Everything before the line containing "of the white" is to be left out; repeat that line and all lines after it exactly, to the end of the data.

[Opening RECORDS PROVIDED section]

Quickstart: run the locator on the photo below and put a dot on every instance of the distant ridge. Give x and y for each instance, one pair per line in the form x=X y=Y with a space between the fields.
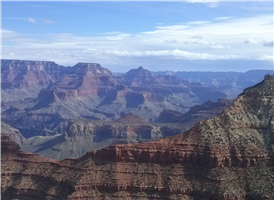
x=131 y=119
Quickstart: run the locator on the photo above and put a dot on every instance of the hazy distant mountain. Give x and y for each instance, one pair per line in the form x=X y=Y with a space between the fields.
x=231 y=83
x=227 y=157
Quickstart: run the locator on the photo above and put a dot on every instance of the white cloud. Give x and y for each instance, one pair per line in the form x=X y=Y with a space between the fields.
x=209 y=3
x=46 y=21
x=251 y=41
x=220 y=47
x=31 y=20
x=269 y=44
x=175 y=42
x=223 y=18
x=199 y=42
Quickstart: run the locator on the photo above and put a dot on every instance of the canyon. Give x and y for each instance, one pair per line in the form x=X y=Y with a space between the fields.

[Closing RECORDS PROVIDED section]

EXERCISE ANSWER
Quickstart: run the locator on the photo above and put a dot on every instance of the white cloud. Give x and y for each instance, one pair per line in the form x=X y=Y with a space between the fields.
x=209 y=3
x=46 y=21
x=251 y=41
x=220 y=47
x=31 y=20
x=269 y=44
x=175 y=42
x=223 y=18
x=199 y=42
Quickstart: run the locator on the photo above and put a dot on every instance of the canyon. Give x and y for each instance, one pair per line in the form x=X y=Y with a space between the fields.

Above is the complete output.